READING TEXT:
+++

Alternative names: xispy, pywxis, wxispy.

Problema con el nombre del módulo Python: es muy cómodo llamarlo wxis (archivo wxis.py), pero en algunas situaciones se presta a confusión con wxis el programa.

README

README file for wxis


Requirements:

    * Server:
      - web server with CGI support enabled
      - wxis (5.x or higher)
    * Client:
      - Python (tested with version 2.5)

Files:

    wxis-json-modules/  (put it somewhere in your web server's cgi-bin folder)
        _common.xis
        _display-record.xis
        control.xis
        delete.xis
        edit.xis
        extract.xis
        index.xis
        list.xis
        search.xis
        write.xis
        
    wxis: copy it in the same folder as the .xis files (or use a symlink to a different location, always below your cgi-bin folder)

    wxis/  (put this folder wherever you please, on the client)
        wxis.py
        config.py
        test/       (test database files)
            cds.iso
            cds.mst
            cds.xrf
            cds.fst
        
Note: although you can test wxis on a standalone computer, you can also work with a separate database server, i.e. web server + databases + wxis + *.xis files living on a computer, and python + *.py files on another one. However, to make things easier, the ''test'' module assumes that the database is local.
        
Edit ''config.py'' and adjust a few parameters.

Check permissions for the web server user in the ''test'' folder. This user must be able to write and create files there.
        
Run the command

    python wxis.py

Compare results with ...

wxis.py

Versión: 2008-03-28 (plus some minor adjustments by user newacct, January 2010.)

# coding=utf-8
 
"""
wxis
A module for accessing CDS/ISIS databases through Bireme's WXIS.

+++

DATA EXTRACT:
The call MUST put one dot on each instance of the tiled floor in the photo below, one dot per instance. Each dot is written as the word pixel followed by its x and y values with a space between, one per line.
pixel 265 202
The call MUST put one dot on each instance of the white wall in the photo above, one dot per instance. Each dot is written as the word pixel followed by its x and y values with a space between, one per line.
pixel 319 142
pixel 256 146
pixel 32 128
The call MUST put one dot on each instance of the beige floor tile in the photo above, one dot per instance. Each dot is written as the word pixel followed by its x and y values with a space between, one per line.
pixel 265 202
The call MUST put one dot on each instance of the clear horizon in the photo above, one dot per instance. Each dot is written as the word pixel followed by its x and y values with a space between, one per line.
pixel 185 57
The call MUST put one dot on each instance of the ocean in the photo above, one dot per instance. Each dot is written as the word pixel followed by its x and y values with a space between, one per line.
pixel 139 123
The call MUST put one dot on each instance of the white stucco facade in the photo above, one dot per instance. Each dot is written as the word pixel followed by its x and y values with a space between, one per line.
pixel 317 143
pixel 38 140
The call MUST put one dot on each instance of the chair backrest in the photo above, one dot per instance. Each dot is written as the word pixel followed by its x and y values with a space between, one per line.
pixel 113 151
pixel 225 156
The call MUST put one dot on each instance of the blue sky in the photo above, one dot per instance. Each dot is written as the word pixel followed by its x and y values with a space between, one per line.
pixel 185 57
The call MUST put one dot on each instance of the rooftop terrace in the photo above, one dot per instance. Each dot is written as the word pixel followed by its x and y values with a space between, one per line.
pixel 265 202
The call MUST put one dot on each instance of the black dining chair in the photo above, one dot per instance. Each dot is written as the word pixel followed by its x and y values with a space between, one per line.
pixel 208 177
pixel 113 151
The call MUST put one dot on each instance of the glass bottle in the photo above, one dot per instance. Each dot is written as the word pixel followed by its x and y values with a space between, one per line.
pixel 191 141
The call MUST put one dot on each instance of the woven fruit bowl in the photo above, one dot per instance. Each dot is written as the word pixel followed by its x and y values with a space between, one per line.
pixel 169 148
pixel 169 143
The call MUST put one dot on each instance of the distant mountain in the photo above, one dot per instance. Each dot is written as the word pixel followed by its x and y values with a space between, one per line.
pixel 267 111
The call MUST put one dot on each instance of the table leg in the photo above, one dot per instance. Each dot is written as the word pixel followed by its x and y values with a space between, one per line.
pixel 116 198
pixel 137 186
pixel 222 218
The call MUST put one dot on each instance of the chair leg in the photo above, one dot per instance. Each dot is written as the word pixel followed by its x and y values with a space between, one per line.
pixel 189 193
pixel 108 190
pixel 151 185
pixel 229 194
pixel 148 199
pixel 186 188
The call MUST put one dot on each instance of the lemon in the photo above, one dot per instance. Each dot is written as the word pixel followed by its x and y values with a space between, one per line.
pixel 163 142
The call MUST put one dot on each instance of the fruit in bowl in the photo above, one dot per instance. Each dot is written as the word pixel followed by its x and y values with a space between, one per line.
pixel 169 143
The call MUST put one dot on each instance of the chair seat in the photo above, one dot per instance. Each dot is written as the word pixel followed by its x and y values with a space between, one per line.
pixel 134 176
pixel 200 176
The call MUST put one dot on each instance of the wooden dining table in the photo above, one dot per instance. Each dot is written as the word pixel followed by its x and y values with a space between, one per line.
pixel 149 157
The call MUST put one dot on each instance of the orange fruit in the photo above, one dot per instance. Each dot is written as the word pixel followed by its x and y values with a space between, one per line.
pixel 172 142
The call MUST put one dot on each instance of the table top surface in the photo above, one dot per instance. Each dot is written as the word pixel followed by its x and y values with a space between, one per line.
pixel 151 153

+++

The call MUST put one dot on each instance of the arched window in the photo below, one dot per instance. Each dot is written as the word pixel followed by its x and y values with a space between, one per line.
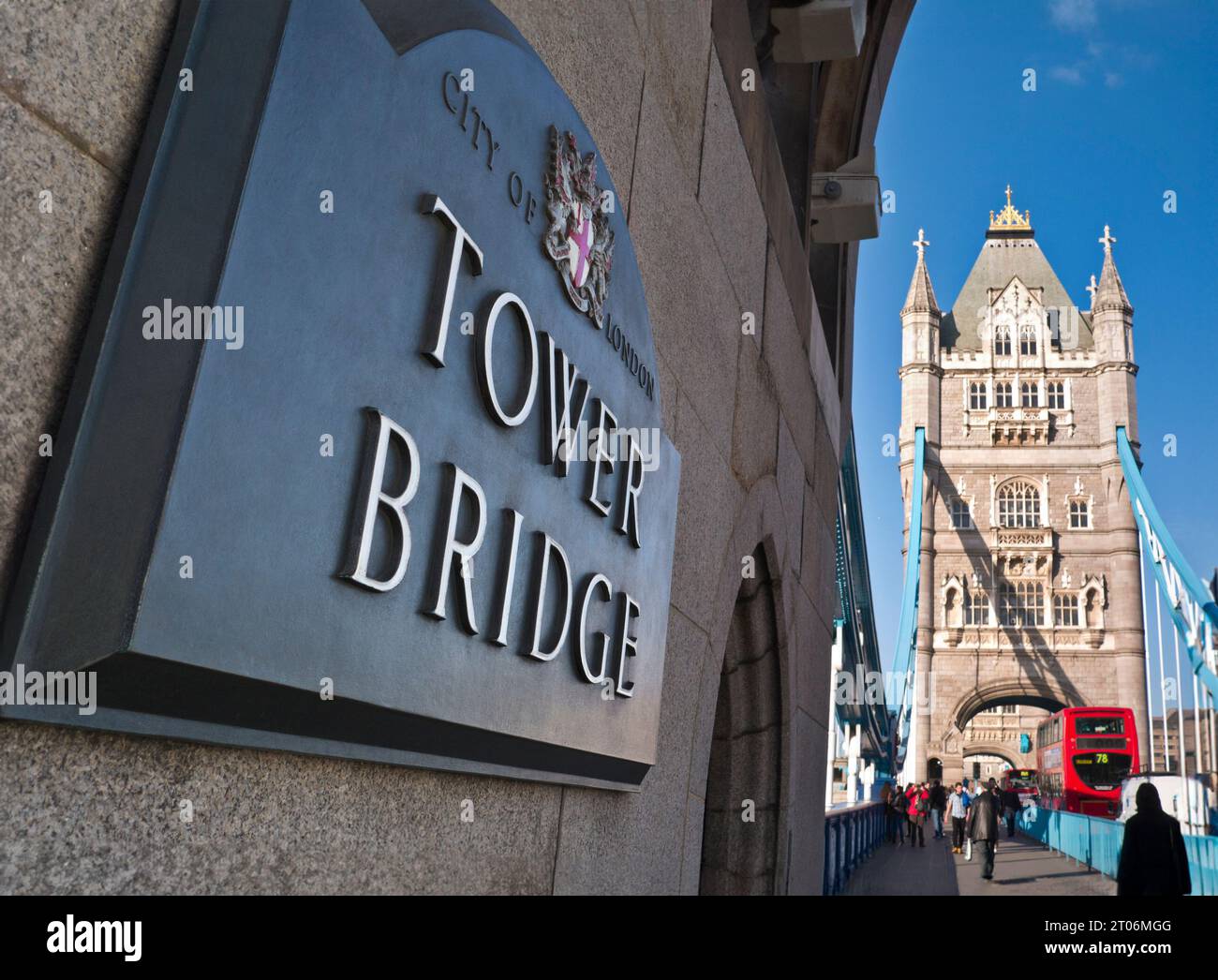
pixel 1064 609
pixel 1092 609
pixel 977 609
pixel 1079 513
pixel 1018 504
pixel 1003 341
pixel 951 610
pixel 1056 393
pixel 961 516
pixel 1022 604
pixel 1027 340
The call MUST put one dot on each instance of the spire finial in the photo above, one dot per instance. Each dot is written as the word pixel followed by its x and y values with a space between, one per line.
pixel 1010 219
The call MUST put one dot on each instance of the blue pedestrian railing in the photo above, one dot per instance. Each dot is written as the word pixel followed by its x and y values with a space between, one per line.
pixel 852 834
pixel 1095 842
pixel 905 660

+++

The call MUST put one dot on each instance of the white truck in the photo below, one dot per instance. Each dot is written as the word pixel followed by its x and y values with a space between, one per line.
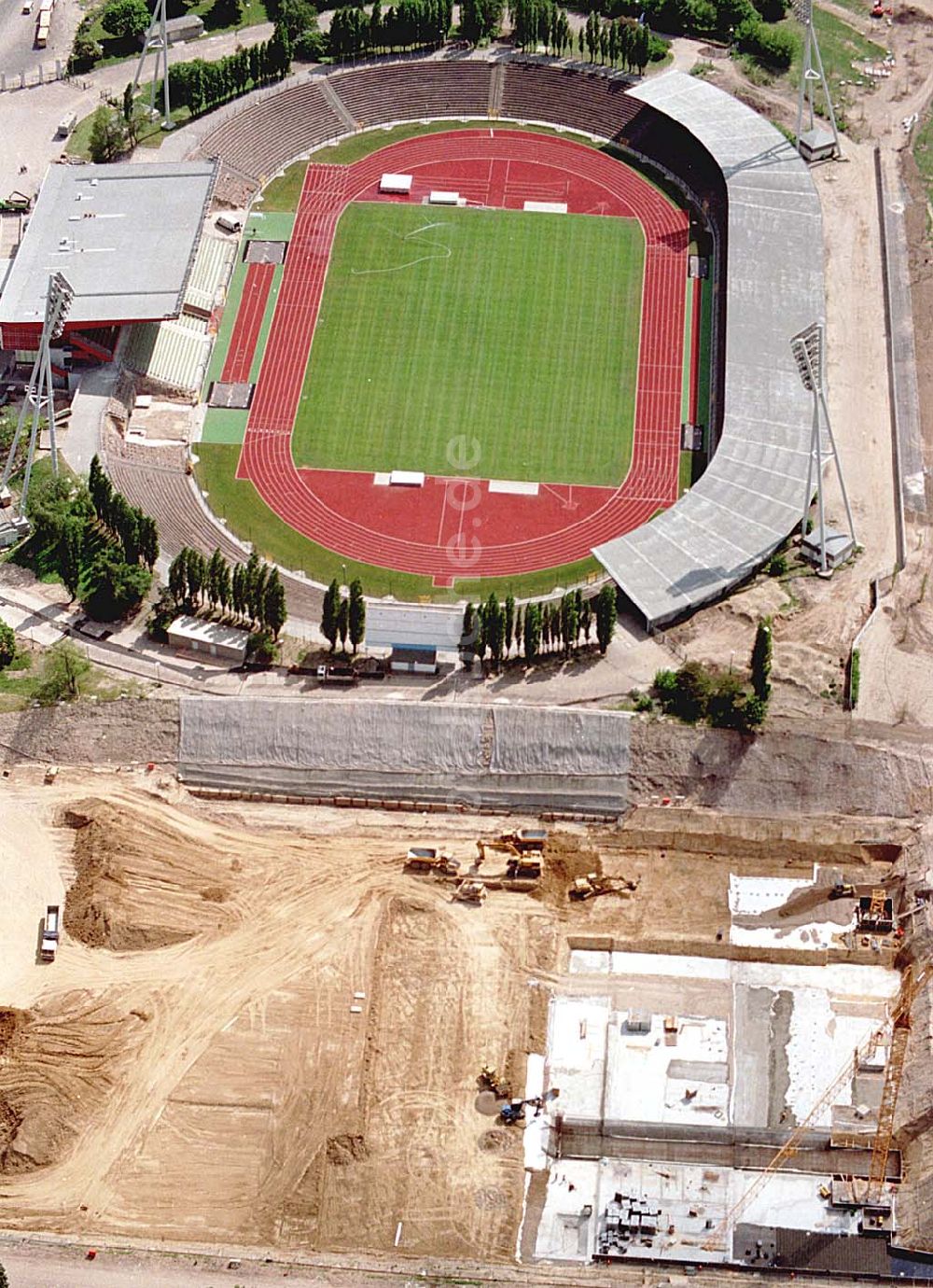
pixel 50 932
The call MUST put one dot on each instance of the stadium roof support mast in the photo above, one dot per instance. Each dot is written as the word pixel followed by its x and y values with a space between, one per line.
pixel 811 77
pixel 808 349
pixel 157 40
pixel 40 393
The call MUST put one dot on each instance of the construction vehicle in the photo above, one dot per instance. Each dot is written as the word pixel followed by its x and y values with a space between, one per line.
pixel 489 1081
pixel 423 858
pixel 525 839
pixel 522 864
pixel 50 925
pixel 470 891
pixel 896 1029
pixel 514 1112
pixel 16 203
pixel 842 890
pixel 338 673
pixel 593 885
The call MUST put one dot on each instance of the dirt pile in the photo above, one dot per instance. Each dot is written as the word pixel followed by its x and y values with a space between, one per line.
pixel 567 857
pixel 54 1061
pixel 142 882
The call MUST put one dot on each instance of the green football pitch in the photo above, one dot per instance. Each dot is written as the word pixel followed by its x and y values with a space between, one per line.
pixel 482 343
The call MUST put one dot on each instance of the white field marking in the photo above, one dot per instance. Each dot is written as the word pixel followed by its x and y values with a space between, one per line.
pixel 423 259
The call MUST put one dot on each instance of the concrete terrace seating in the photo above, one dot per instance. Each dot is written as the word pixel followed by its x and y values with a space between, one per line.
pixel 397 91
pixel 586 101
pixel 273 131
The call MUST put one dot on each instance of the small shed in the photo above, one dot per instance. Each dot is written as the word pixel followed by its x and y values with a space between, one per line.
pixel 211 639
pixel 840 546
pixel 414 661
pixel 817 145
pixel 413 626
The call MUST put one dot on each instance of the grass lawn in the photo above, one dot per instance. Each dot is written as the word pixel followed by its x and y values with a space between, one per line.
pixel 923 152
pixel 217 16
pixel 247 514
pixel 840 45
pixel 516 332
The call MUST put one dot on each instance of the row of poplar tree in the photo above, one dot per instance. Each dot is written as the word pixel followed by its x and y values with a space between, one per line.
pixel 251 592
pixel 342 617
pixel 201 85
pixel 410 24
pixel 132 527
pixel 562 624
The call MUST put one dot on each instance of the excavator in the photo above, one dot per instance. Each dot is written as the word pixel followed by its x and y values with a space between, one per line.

+++

EXERCISE SET:
1 – In the README text, which Python version is the client listed as tested with?
2 – Collect every line of the records that contains the string "below", treating uppercase and lowercase as different.

RESPONSES BY TASK:
1 – Version 2.5.

2 –
The call MUST put one dot on each instance of the tiled floor in the photo below, one dot per instance. Each dot is written as the word pixel followed by its x and y values with a space between, one per line.
The call MUST put one dot on each instance of the arched window in the photo below, one dot per instance. Each dot is written as the word pixel followed by its x and y values with a space between, one per line.
The call MUST put one dot on each instance of the white truck in the photo below, one dot per instance. Each dot is written as the word pixel followed by its x and y values with a space between, one per line.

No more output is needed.